Prompt :: Render the listing below as a Markdown table with the columns Row and Line, numbering each non-blank line in order and leaving out blank lines and the picture.
[start Information supplied]
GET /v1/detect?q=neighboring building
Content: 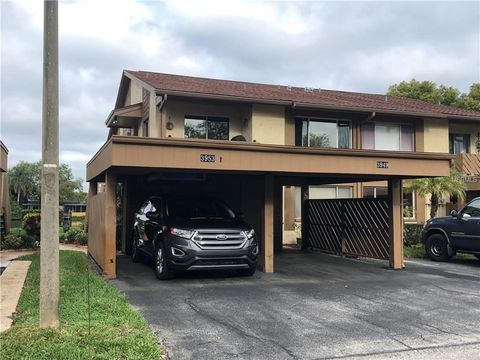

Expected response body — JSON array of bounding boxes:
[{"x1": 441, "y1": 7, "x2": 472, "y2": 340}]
[
  {"x1": 0, "y1": 141, "x2": 11, "y2": 237},
  {"x1": 87, "y1": 71, "x2": 480, "y2": 276}
]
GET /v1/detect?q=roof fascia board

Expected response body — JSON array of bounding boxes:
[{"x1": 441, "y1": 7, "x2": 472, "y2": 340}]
[
  {"x1": 123, "y1": 70, "x2": 155, "y2": 92},
  {"x1": 156, "y1": 89, "x2": 292, "y2": 106}
]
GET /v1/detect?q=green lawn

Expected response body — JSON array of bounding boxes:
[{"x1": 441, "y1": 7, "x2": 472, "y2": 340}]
[{"x1": 0, "y1": 251, "x2": 164, "y2": 360}]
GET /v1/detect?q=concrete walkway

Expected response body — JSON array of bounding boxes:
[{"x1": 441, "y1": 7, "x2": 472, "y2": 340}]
[{"x1": 0, "y1": 261, "x2": 31, "y2": 332}]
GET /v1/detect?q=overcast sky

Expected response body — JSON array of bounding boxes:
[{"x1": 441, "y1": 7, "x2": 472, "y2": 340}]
[{"x1": 0, "y1": 0, "x2": 480, "y2": 184}]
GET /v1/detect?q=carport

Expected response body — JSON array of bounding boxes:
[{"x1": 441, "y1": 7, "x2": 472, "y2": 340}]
[{"x1": 87, "y1": 135, "x2": 452, "y2": 278}]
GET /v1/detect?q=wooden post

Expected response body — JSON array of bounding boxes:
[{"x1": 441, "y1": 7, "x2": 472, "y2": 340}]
[
  {"x1": 300, "y1": 185, "x2": 310, "y2": 250},
  {"x1": 273, "y1": 183, "x2": 283, "y2": 253},
  {"x1": 262, "y1": 175, "x2": 274, "y2": 273},
  {"x1": 388, "y1": 179, "x2": 404, "y2": 270},
  {"x1": 122, "y1": 178, "x2": 129, "y2": 254},
  {"x1": 40, "y1": 1, "x2": 60, "y2": 328},
  {"x1": 103, "y1": 172, "x2": 117, "y2": 279},
  {"x1": 84, "y1": 181, "x2": 98, "y2": 233}
]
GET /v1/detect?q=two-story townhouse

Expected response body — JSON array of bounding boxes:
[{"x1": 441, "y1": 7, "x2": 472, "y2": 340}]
[{"x1": 87, "y1": 71, "x2": 480, "y2": 276}]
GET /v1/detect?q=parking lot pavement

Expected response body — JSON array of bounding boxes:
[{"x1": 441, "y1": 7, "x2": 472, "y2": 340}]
[{"x1": 113, "y1": 251, "x2": 480, "y2": 359}]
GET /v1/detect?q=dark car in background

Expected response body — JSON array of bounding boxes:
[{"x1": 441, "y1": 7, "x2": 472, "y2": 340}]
[
  {"x1": 132, "y1": 195, "x2": 258, "y2": 280},
  {"x1": 422, "y1": 198, "x2": 480, "y2": 261}
]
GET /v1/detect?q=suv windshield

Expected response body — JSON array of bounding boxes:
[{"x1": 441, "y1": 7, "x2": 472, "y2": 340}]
[{"x1": 166, "y1": 198, "x2": 235, "y2": 220}]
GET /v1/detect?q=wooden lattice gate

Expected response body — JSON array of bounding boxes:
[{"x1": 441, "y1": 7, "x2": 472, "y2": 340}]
[{"x1": 302, "y1": 199, "x2": 389, "y2": 259}]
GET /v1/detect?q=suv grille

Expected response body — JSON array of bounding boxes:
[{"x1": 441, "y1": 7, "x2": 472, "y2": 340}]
[{"x1": 193, "y1": 230, "x2": 247, "y2": 250}]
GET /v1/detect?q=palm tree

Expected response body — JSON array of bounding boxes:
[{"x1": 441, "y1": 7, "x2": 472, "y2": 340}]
[
  {"x1": 404, "y1": 169, "x2": 467, "y2": 218},
  {"x1": 8, "y1": 161, "x2": 40, "y2": 204}
]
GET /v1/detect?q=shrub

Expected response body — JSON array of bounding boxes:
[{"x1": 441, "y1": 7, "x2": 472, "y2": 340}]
[end Information supplied]
Reply ::
| Row | Line |
|---|---|
| 1 | GET /v1/detect?q=neighboring building |
| 2 | Content:  |
| 3 | Expected response body — JSON array of bounding boxes: |
| 4 | [{"x1": 441, "y1": 7, "x2": 472, "y2": 340}] |
| 5 | [ |
| 6 |   {"x1": 0, "y1": 141, "x2": 11, "y2": 237}, |
| 7 |   {"x1": 87, "y1": 71, "x2": 480, "y2": 276} |
| 8 | ] |
| 9 | GET /v1/detect?q=roof fascia board |
| 10 | Expected response body — JSON array of bounding boxes: |
| 11 | [{"x1": 441, "y1": 7, "x2": 472, "y2": 340}] |
| 12 | [ |
| 13 |   {"x1": 123, "y1": 70, "x2": 155, "y2": 92}, |
| 14 |   {"x1": 156, "y1": 89, "x2": 292, "y2": 106} |
| 15 | ] |
| 16 | GET /v1/detect?q=green lawn |
| 17 | Expected response body — JSON array of bounding boxes: |
| 18 | [{"x1": 441, "y1": 7, "x2": 472, "y2": 340}] |
| 19 | [{"x1": 0, "y1": 251, "x2": 164, "y2": 360}] |
| 20 | GET /v1/detect?q=concrete walkway |
| 21 | Expected response body — JSON array of bounding boxes: |
| 22 | [{"x1": 441, "y1": 7, "x2": 472, "y2": 340}] |
| 23 | [{"x1": 0, "y1": 261, "x2": 31, "y2": 332}] |
| 24 | GET /v1/detect?q=overcast sky |
| 25 | Expected response body — JSON array of bounding boxes: |
| 26 | [{"x1": 441, "y1": 7, "x2": 472, "y2": 340}] |
| 27 | [{"x1": 0, "y1": 0, "x2": 480, "y2": 184}] |
| 28 | GET /v1/detect?q=carport |
| 29 | Expected response body — JSON array of bounding boxes: |
| 30 | [{"x1": 441, "y1": 7, "x2": 472, "y2": 340}] |
| 31 | [{"x1": 87, "y1": 135, "x2": 452, "y2": 278}] |
| 32 | GET /v1/detect?q=wooden post |
| 33 | Expected response body — JSON array of bounding boxes: |
| 34 | [{"x1": 441, "y1": 7, "x2": 472, "y2": 340}] |
| 35 | [ |
| 36 |   {"x1": 300, "y1": 185, "x2": 310, "y2": 250}, |
| 37 |   {"x1": 273, "y1": 183, "x2": 283, "y2": 253}, |
| 38 |   {"x1": 262, "y1": 175, "x2": 274, "y2": 273}, |
| 39 |   {"x1": 388, "y1": 179, "x2": 404, "y2": 270}, |
| 40 |   {"x1": 122, "y1": 178, "x2": 129, "y2": 254}, |
| 41 |   {"x1": 40, "y1": 1, "x2": 60, "y2": 328}, |
| 42 |   {"x1": 103, "y1": 172, "x2": 117, "y2": 279}, |
| 43 |   {"x1": 84, "y1": 181, "x2": 98, "y2": 233} |
| 44 | ] |
| 45 | GET /v1/detect?q=two-story townhouse |
| 46 | Expected response body — JSON array of bounding boxes: |
| 47 | [{"x1": 441, "y1": 7, "x2": 472, "y2": 340}] |
| 48 | [{"x1": 87, "y1": 71, "x2": 480, "y2": 276}] |
| 49 | GET /v1/detect?q=parking lot pavement |
| 50 | Expected response body — JSON array of bounding boxes: |
| 51 | [{"x1": 441, "y1": 7, "x2": 472, "y2": 340}] |
| 52 | [{"x1": 113, "y1": 251, "x2": 480, "y2": 359}] |
| 53 | GET /v1/detect?q=dark car in background |
| 54 | Expected response body — JSON array of bounding boxes: |
| 55 | [{"x1": 441, "y1": 7, "x2": 472, "y2": 340}] |
| 56 | [ |
| 57 |   {"x1": 132, "y1": 195, "x2": 258, "y2": 280}, |
| 58 |   {"x1": 422, "y1": 198, "x2": 480, "y2": 261} |
| 59 | ] |
| 60 | GET /v1/detect?q=suv windshield |
| 61 | Expected response body — JSON array of bounding boxes: |
| 62 | [{"x1": 441, "y1": 7, "x2": 472, "y2": 340}] |
| 63 | [{"x1": 166, "y1": 198, "x2": 235, "y2": 220}] |
| 64 | GET /v1/detect?q=wooden lattice gate |
| 65 | Expected response body — JSON array of bounding boxes: |
| 66 | [{"x1": 441, "y1": 7, "x2": 472, "y2": 340}] |
| 67 | [{"x1": 302, "y1": 199, "x2": 389, "y2": 259}] |
| 68 | GET /v1/detect?q=suv grille |
| 69 | Expected response body — JSON array of bounding boxes: |
| 70 | [{"x1": 441, "y1": 7, "x2": 472, "y2": 340}] |
| 71 | [{"x1": 193, "y1": 230, "x2": 247, "y2": 250}] |
| 72 | GET /v1/detect?q=palm tree |
| 73 | Expected response body — JSON array of bounding boxes: |
| 74 | [{"x1": 441, "y1": 7, "x2": 472, "y2": 340}] |
| 75 | [ |
| 76 |   {"x1": 404, "y1": 169, "x2": 467, "y2": 218}, |
| 77 |   {"x1": 8, "y1": 161, "x2": 40, "y2": 204} |
| 78 | ] |
| 79 | GET /v1/detect?q=shrub |
| 80 | Expected response body — JSON array of bounding boxes: |
| 81 | [{"x1": 441, "y1": 7, "x2": 472, "y2": 340}] |